■ **Short task**
Copy out the entries below from the line containing "Target: motorcycle" through the end of the entries, including the requests. Scale every x and y coordinate in the answers by 0.75, rounding to whole numbers with halves going up.
▬▬▬
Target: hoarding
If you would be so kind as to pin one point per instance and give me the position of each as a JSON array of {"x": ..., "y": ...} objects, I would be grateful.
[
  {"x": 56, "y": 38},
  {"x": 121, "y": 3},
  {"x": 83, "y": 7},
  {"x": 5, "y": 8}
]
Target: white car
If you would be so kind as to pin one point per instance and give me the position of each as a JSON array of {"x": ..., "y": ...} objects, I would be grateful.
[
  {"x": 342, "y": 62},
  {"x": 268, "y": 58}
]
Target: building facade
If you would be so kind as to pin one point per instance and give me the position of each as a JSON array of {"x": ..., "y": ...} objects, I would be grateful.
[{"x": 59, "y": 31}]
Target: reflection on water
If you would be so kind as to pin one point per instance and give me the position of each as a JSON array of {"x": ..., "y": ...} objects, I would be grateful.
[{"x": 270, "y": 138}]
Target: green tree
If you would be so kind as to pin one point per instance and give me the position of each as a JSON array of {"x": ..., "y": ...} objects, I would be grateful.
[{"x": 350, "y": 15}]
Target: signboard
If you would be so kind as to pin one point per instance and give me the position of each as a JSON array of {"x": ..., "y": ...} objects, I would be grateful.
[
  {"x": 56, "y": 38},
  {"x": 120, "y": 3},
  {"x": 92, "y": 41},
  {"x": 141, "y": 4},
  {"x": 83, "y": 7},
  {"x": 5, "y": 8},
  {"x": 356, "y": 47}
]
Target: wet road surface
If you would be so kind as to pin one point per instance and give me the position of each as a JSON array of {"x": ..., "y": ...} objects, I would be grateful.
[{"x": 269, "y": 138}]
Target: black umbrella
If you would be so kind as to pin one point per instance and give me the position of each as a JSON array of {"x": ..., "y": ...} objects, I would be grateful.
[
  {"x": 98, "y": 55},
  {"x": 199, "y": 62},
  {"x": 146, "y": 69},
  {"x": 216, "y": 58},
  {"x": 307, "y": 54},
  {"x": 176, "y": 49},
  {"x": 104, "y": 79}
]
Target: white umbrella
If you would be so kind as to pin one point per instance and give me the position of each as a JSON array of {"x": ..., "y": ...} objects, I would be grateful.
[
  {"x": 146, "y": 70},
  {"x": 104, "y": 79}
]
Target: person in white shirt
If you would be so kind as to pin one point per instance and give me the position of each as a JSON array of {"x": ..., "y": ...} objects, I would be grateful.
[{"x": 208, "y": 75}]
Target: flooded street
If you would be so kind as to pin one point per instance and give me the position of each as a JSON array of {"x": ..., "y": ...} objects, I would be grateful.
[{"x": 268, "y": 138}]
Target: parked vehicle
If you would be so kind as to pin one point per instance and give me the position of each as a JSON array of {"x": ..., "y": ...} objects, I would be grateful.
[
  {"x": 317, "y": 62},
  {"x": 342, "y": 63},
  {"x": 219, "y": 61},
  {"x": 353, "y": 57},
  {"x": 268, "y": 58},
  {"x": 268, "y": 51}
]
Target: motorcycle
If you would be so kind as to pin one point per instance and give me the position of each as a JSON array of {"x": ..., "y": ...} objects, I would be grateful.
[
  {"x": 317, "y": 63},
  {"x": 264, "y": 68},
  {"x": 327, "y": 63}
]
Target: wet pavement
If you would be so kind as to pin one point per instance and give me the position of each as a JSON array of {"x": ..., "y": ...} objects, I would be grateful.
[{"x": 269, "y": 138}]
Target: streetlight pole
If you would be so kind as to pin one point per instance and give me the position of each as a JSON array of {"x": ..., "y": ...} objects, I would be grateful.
▬▬▬
■ **Answer to this problem**
Target: motorcycle
If you would be so kind as to pin one point per instance and give me the position of each as a JSON array of {"x": ..., "y": ...} objects, I would be grateful.
[
  {"x": 238, "y": 47},
  {"x": 198, "y": 51},
  {"x": 245, "y": 47}
]
Target: wet pavement
If you would be so kind as to pin one point per instance and give me the position of each as a JSON array of {"x": ..., "y": ...} objects, I would be grateful.
[{"x": 202, "y": 104}]
Target: streetlight pole
If you would be so kind as to pin one point per instance and give me the position of each as a JSON array of {"x": ..., "y": ...} objects, I would be grateful.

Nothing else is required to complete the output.